_To do_
• a. Render this sentence from the HSSF passage into Spanish: "RowRecord contains information about a particular row, including formatting data."
• b. Please carry the HSSF passage forward, starting after its last sentence.

At the lowest level, most of the classes comprising HSSF exactly parallel data structures specified in BIFF8, the underlying format of Excel data as specified in the

Microsoft Excel 97 Developer's Kit , published by Microsoft Press (currently out of print). These data structures are called

records . They are defined in the org.apache.poi.hssf.record package and subpackages. The base class for all of these is called Record, and there are 125 different subclasses of Record listed in the HSSF Javadocs.^[3]

^[3] Only 98 of these classes are included in the most recent jar files. The remaining classes are probably not yet implemented.

There is certainly not space in this book to document all of these subclasses, and in any case, many will be encountered only infrequently. Here are a few of the most common records.

BOFRecord represents the beginning of any of several types of object within a spreadsheet. This has a type field indicating the type of object that may be TYPE_WORKBOOK, TYPE_VB_MODULE, TYPE_WORKSHEET, TYPE_CHART, TYPE_EXCEL_4_MACRO, or TYPE_WORKSPACE_FILE. The most important of these are TYPE_WORKBOOK, which contains the entire data portion of a spreadsheet, and TYPE_WORKSHEET, which indicates the start of a particular sheet.
BoundSheetRecord defines a sheet within a workbook. This contains the name of the sheet and internal information about where in the document the data for the sheet lives.
EOFRecord indicates the end of an object whose start was indicates with a BOFRecord. Objects are nested; a EOFRecord will always match the most recently encountered BOFRecord.
RowRecord contains information about a particular row, including formatting data.
SSTRecord contains a table of strings and other constants used within a sheet.
BlankRecord contains information about a blank cell. This includes the row and column number of the cell as well as formatting information such as font, font size, and vertical and horizontal alignments. This same information is available for any Record that contains cell data, including the next four items.
LabelSSTRecord contains an index into the table provided by the SSTRecord.
LabelRecord is a read-only string used as a label. LabelSSTRecord is more common and more useful.
NumberRecord contains a numeric value in a cell.
FormulaRecord contains a formula within a cell. Formulae are stored in an internal compiled format, but the toString() method can usually convert this back into an expression that would be entered by a user.

Although it is possible to read an Excel spreadsheet directly by using these record objects, it is much more convenient to use the provided event-driven API. This is done by providing a class that implements the HSSFListener interface. This interface requires a processRecord() method that takes a Record as an argument. One or more of these listeners are added to a HSSFRequest, specifying the events in which they are interested. An instance of HSSFEventFactory is responsible for parsing the underlying data and invoking the appropriate listeners. The event API is demonstrated in Listing 15.4 .

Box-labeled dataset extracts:
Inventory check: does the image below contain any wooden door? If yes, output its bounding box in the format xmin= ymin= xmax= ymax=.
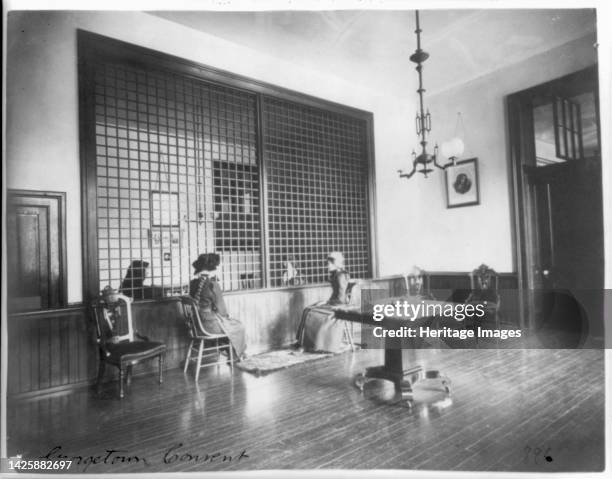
xmin=6 ymin=190 xmax=65 ymax=312
xmin=508 ymin=67 xmax=604 ymax=342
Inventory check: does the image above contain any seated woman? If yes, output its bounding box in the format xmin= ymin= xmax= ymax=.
xmin=189 ymin=253 xmax=246 ymax=358
xmin=119 ymin=259 xmax=151 ymax=299
xmin=297 ymin=251 xmax=349 ymax=352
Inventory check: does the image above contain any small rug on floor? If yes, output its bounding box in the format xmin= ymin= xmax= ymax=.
xmin=236 ymin=348 xmax=350 ymax=376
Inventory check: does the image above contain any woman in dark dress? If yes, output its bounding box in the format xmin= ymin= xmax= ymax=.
xmin=189 ymin=253 xmax=246 ymax=358
xmin=297 ymin=251 xmax=349 ymax=352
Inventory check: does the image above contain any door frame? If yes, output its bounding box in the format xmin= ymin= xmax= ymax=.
xmin=506 ymin=64 xmax=601 ymax=329
xmin=6 ymin=189 xmax=68 ymax=309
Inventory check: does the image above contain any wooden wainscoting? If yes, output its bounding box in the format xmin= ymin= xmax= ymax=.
xmin=8 ymin=278 xmax=401 ymax=397
xmin=8 ymin=273 xmax=518 ymax=397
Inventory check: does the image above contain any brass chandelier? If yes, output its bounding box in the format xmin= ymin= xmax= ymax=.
xmin=398 ymin=10 xmax=464 ymax=178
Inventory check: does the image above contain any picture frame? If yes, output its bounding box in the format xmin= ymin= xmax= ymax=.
xmin=444 ymin=158 xmax=480 ymax=208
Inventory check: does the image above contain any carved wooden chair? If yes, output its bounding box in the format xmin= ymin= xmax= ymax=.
xmin=404 ymin=266 xmax=436 ymax=300
xmin=91 ymin=288 xmax=166 ymax=398
xmin=181 ymin=296 xmax=234 ymax=382
xmin=465 ymin=264 xmax=501 ymax=336
xmin=342 ymin=279 xmax=364 ymax=351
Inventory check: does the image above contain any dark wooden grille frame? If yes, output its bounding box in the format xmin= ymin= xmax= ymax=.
xmin=78 ymin=31 xmax=377 ymax=296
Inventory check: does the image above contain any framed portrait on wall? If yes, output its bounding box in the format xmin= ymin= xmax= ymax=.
xmin=445 ymin=158 xmax=480 ymax=208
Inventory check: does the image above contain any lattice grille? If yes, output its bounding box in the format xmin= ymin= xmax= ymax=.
xmin=264 ymin=97 xmax=371 ymax=286
xmin=94 ymin=64 xmax=261 ymax=298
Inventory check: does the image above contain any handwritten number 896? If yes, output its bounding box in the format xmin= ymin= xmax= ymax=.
xmin=523 ymin=446 xmax=552 ymax=465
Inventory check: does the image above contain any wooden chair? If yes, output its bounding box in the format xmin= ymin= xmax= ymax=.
xmin=342 ymin=279 xmax=364 ymax=351
xmin=91 ymin=288 xmax=166 ymax=398
xmin=181 ymin=296 xmax=234 ymax=382
xmin=465 ymin=264 xmax=501 ymax=340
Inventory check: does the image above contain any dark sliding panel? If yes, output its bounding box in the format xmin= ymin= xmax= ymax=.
xmin=263 ymin=97 xmax=371 ymax=286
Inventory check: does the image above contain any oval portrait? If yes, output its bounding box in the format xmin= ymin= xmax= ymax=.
xmin=453 ymin=173 xmax=472 ymax=195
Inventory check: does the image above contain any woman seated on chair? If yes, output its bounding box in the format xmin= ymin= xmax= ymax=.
xmin=297 ymin=251 xmax=349 ymax=352
xmin=189 ymin=253 xmax=246 ymax=358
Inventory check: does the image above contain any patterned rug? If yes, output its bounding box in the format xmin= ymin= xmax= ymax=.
xmin=236 ymin=348 xmax=350 ymax=376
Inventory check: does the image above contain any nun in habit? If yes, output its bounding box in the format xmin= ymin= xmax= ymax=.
xmin=189 ymin=253 xmax=246 ymax=358
xmin=297 ymin=251 xmax=349 ymax=352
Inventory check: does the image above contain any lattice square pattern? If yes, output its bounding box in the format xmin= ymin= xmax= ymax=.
xmin=264 ymin=97 xmax=371 ymax=286
xmin=94 ymin=64 xmax=262 ymax=298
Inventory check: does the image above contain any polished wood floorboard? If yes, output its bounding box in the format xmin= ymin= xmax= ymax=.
xmin=7 ymin=350 xmax=605 ymax=473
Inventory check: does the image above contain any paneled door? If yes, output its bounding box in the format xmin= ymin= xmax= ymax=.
xmin=508 ymin=67 xmax=604 ymax=346
xmin=6 ymin=190 xmax=65 ymax=312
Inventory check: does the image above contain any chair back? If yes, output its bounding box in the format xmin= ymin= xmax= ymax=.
xmin=470 ymin=264 xmax=499 ymax=293
xmin=181 ymin=295 xmax=218 ymax=339
xmin=404 ymin=266 xmax=433 ymax=299
xmin=91 ymin=291 xmax=134 ymax=345
xmin=470 ymin=264 xmax=499 ymax=301
xmin=346 ymin=279 xmax=362 ymax=305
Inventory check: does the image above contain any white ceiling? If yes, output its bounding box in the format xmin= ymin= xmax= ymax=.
xmin=151 ymin=9 xmax=595 ymax=96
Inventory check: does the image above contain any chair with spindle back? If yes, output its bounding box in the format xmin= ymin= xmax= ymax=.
xmin=181 ymin=296 xmax=234 ymax=382
xmin=404 ymin=266 xmax=436 ymax=300
xmin=465 ymin=264 xmax=501 ymax=338
xmin=91 ymin=287 xmax=166 ymax=398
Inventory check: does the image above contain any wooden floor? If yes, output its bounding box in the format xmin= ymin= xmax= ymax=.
xmin=7 ymin=350 xmax=604 ymax=473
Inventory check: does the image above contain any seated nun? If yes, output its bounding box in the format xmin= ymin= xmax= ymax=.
xmin=297 ymin=251 xmax=349 ymax=352
xmin=189 ymin=253 xmax=246 ymax=359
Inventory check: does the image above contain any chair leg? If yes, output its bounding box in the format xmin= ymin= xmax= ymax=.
xmin=344 ymin=321 xmax=355 ymax=351
xmin=196 ymin=339 xmax=204 ymax=383
xmin=183 ymin=339 xmax=193 ymax=373
xmin=158 ymin=354 xmax=165 ymax=384
xmin=96 ymin=359 xmax=106 ymax=394
xmin=119 ymin=364 xmax=125 ymax=399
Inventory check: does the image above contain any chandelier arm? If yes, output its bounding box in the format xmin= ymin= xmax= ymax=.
xmin=397 ymin=161 xmax=417 ymax=182
xmin=434 ymin=157 xmax=454 ymax=170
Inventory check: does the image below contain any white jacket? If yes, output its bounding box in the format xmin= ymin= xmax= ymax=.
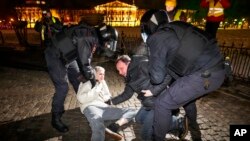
xmin=77 ymin=80 xmax=111 ymax=113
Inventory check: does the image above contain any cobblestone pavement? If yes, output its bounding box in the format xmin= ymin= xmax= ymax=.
xmin=0 ymin=62 xmax=250 ymax=141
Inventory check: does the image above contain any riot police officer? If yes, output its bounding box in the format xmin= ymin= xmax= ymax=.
xmin=141 ymin=10 xmax=225 ymax=141
xmin=34 ymin=11 xmax=118 ymax=132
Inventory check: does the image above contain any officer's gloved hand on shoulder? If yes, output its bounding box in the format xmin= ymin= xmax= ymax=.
xmin=104 ymin=99 xmax=112 ymax=105
xmin=89 ymin=78 xmax=96 ymax=88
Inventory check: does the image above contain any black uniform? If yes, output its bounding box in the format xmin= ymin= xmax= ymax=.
xmin=147 ymin=23 xmax=225 ymax=140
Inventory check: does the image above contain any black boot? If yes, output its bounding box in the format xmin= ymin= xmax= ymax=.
xmin=105 ymin=123 xmax=123 ymax=140
xmin=51 ymin=113 xmax=69 ymax=133
xmin=178 ymin=116 xmax=188 ymax=140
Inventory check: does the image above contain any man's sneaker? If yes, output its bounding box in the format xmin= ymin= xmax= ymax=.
xmin=105 ymin=123 xmax=123 ymax=140
xmin=178 ymin=116 xmax=188 ymax=140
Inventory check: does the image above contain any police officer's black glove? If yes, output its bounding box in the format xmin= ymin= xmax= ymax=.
xmin=89 ymin=78 xmax=96 ymax=88
xmin=105 ymin=99 xmax=112 ymax=105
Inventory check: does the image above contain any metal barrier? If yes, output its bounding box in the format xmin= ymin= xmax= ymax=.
xmin=118 ymin=36 xmax=250 ymax=81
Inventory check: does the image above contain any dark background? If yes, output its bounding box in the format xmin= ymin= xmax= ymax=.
xmin=0 ymin=0 xmax=250 ymax=19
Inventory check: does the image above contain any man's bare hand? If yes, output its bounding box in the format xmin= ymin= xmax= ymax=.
xmin=141 ymin=90 xmax=153 ymax=97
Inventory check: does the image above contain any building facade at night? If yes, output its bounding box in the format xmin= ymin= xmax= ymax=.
xmin=16 ymin=0 xmax=146 ymax=28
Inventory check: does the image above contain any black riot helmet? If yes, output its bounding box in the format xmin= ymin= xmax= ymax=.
xmin=141 ymin=9 xmax=168 ymax=36
xmin=96 ymin=23 xmax=118 ymax=56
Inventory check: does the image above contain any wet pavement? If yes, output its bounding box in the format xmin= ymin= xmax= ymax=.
xmin=0 ymin=47 xmax=250 ymax=141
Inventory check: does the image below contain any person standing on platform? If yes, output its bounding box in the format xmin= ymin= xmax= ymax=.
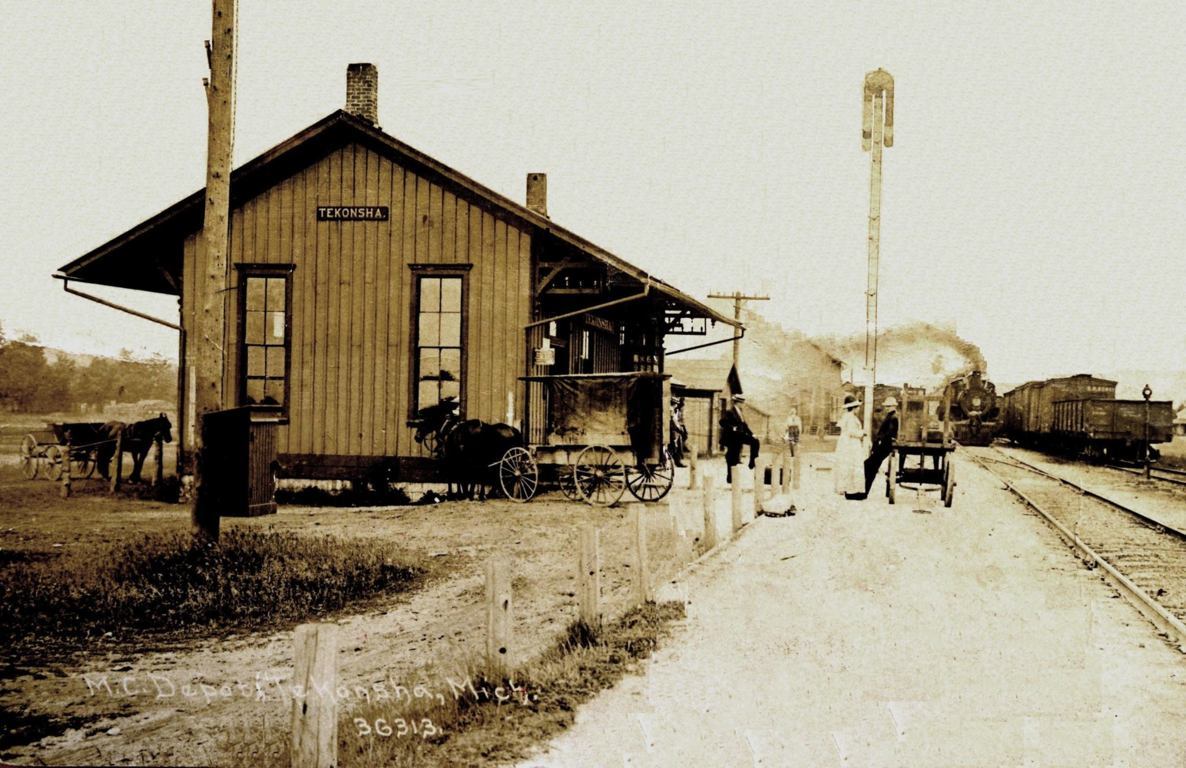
xmin=720 ymin=395 xmax=761 ymax=482
xmin=831 ymin=395 xmax=866 ymax=499
xmin=865 ymin=397 xmax=898 ymax=494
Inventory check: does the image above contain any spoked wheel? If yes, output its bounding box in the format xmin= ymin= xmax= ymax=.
xmin=44 ymin=446 xmax=66 ymax=482
xmin=556 ymin=465 xmax=585 ymax=501
xmin=626 ymin=456 xmax=675 ymax=501
xmin=573 ymin=446 xmax=626 ymax=506
xmin=19 ymin=435 xmax=42 ymax=480
xmin=498 ymin=448 xmax=540 ymax=503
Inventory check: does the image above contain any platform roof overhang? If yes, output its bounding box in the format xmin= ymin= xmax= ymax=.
xmin=58 ymin=110 xmax=740 ymax=327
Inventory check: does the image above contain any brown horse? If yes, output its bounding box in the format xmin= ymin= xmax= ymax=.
xmin=97 ymin=414 xmax=173 ymax=482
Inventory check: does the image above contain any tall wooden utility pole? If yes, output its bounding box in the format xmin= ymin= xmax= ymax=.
xmin=187 ymin=0 xmax=237 ymax=542
xmin=708 ymin=290 xmax=770 ymax=375
xmin=861 ymin=69 xmax=893 ymax=434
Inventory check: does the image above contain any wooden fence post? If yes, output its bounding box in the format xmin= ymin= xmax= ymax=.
xmin=630 ymin=504 xmax=653 ymax=606
xmin=729 ymin=465 xmax=744 ymax=533
xmin=750 ymin=456 xmax=773 ymax=520
xmin=486 ymin=558 xmax=511 ymax=674
xmin=576 ymin=525 xmax=601 ymax=629
xmin=701 ymin=474 xmax=716 ymax=552
xmin=292 ymin=623 xmax=338 ymax=768
xmin=109 ymin=429 xmax=123 ymax=493
xmin=60 ymin=434 xmax=72 ymax=499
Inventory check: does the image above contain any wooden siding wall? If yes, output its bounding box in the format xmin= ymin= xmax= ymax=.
xmin=181 ymin=145 xmax=531 ymax=466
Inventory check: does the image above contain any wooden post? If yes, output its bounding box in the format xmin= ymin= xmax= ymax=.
xmin=576 ymin=525 xmax=601 ymax=629
xmin=109 ymin=429 xmax=123 ymax=493
xmin=186 ymin=0 xmax=238 ymax=542
xmin=702 ymin=474 xmax=716 ymax=552
xmin=60 ymin=435 xmax=74 ymax=499
xmin=486 ymin=558 xmax=511 ymax=674
xmin=750 ymin=456 xmax=770 ymax=520
xmin=153 ymin=437 xmax=165 ymax=488
xmin=729 ymin=465 xmax=744 ymax=533
xmin=292 ymin=623 xmax=338 ymax=768
xmin=631 ymin=504 xmax=655 ymax=606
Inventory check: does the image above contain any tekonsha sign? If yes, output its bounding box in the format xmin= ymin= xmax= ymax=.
xmin=317 ymin=205 xmax=388 ymax=222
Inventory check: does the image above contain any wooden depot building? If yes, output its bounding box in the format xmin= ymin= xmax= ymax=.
xmin=56 ymin=64 xmax=737 ymax=480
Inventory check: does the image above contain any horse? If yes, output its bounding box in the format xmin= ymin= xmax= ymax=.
xmin=97 ymin=414 xmax=173 ymax=482
xmin=415 ymin=399 xmax=524 ymax=501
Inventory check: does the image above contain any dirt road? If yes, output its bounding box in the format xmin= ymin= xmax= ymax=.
xmin=523 ymin=456 xmax=1186 ymax=768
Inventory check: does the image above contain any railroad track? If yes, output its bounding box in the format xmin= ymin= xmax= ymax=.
xmin=1108 ymin=463 xmax=1186 ymax=486
xmin=964 ymin=448 xmax=1186 ymax=652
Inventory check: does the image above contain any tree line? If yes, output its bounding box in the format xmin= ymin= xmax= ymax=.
xmin=0 ymin=327 xmax=177 ymax=412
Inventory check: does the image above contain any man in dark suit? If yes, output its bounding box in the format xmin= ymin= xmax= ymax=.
xmin=865 ymin=397 xmax=898 ymax=495
xmin=720 ymin=395 xmax=761 ymax=482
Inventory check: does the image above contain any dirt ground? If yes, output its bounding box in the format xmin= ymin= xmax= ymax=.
xmin=0 ymin=452 xmax=711 ymax=764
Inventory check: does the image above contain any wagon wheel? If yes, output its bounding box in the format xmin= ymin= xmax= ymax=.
xmin=19 ymin=435 xmax=42 ymax=480
xmin=626 ymin=455 xmax=675 ymax=501
xmin=556 ymin=465 xmax=585 ymax=501
xmin=573 ymin=446 xmax=626 ymax=506
xmin=70 ymin=448 xmax=98 ymax=479
xmin=498 ymin=447 xmax=540 ymax=503
xmin=42 ymin=446 xmax=65 ymax=482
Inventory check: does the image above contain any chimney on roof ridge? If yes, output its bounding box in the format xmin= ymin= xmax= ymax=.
xmin=345 ymin=64 xmax=378 ymax=128
xmin=527 ymin=173 xmax=548 ymax=217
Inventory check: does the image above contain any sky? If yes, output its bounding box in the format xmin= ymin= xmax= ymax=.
xmin=0 ymin=0 xmax=1186 ymax=382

_Task-by-task outputs_
• a. RowRecord contiene información sobre una fila concreta, incluidos los datos de formato.

• b.
Listing 15.4. A program that dumps Excel records


package com.awl.toolbook.chapter15;
import java.io.*;
import org.apache.poi.poifs.filesystem.*;
import org.apache.poi.hssf.record.*;
import org.apache.poi.hssf.record.aggregates.*;
import org.apache.poi.hssf.eventusermodel.*;
public class SimpleReader implements HSSFListener {
public void processRecord(Record record) {
System.out.println("Found record " +
record.getClass().getName());
System.out.println(record.toString());
}
public static void main(String[] args)
throws Exception
{
FileInputStream in = new FileInputStream(args[0]);
POIFSFileSystem fs = new POIFSFileSystem(in);
InputStream workbook =
fs.createDocumentInputStream("Workbook");
HSSFEventFactory factory = new HSSFEventFactory();
HSSFRequest req = new HSSFRequest();
// Listen for all events with this class
req.addListenerForAllRecords(new SimpleReader());
factory.processEvents(req, workbook);
in.close();
workbook.close();
}
}

The main() method uses createDocumentInputStream(), discussed in the section on POIFS, to obtain the Document containing the spreadsheet data. The rest of the method directly follows the preceding discussion.

Figure 15.1 shows a simple spreadsheet tracking developing for two teams. The total and average columns are all given by formulas. When SimpleReader is run on this spreadsheet, it produces a surprising 210 records, and the information dumped in the toString() representation of these records comprises 3074 lines.

Figure 15.1. A sample spreadsheet.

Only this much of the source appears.